Despite its overly provocative title, Fiasco: The American Military Adventure in Iraq by Thomas Ricks is a very well-written book that has been well received by many within the military. One of Ricks’ main points is that, during the 2002-2003 build-up to war, Gen. Eric Shinseki, the former Army chief of staff who retired shortly after the launch of Operation Iraqi Freedom, forcefully stated that, based on the army’s experience in Bosnia, a force of about 300,000 would be needed to stabilize Iraq after Saddam’s fall. A responsible debate over Iraq would have considered two options: a continued policy of containment or sending a force large enough to do the job. Unfortunately, civilian officials in the Department of Defense who were in favor of sending a smaller force carried the day. The result was, as one State Department official quoted in Ricks’ book said, the United States sent “just enough forces to elicit a strong response from Iraqi nationalists but inadequate forces to make the transition work.”
━━━━━━━━
Set problem 1
Copy the listing below word for word, leaving out the pictures.
━━━━━━━━
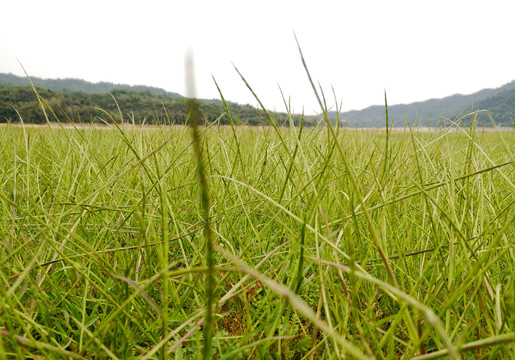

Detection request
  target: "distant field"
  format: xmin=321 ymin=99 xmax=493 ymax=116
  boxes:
xmin=0 ymin=125 xmax=515 ymax=359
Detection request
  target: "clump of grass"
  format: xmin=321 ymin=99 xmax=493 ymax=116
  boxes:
xmin=0 ymin=61 xmax=515 ymax=359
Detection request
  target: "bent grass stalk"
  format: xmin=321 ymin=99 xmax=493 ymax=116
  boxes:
xmin=0 ymin=56 xmax=515 ymax=359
━━━━━━━━
Set problem 2
In the passage about the book Fiasco, what size of force did Gen. Eric Shinseki say would be needed to stabilize Iraq?

Task output 1
Detection request
  target: "distant field"
  format: xmin=321 ymin=99 xmax=493 ymax=116
  boxes:
xmin=0 ymin=125 xmax=515 ymax=359
Detection request
  target: "clump of grass"
  format: xmin=321 ymin=99 xmax=493 ymax=116
  boxes:
xmin=0 ymin=61 xmax=515 ymax=359
Detection request
  target: "bent grass stalk"
  format: xmin=321 ymin=99 xmax=493 ymax=116
  boxes:
xmin=0 ymin=56 xmax=515 ymax=359

Task output 2
About 300,000.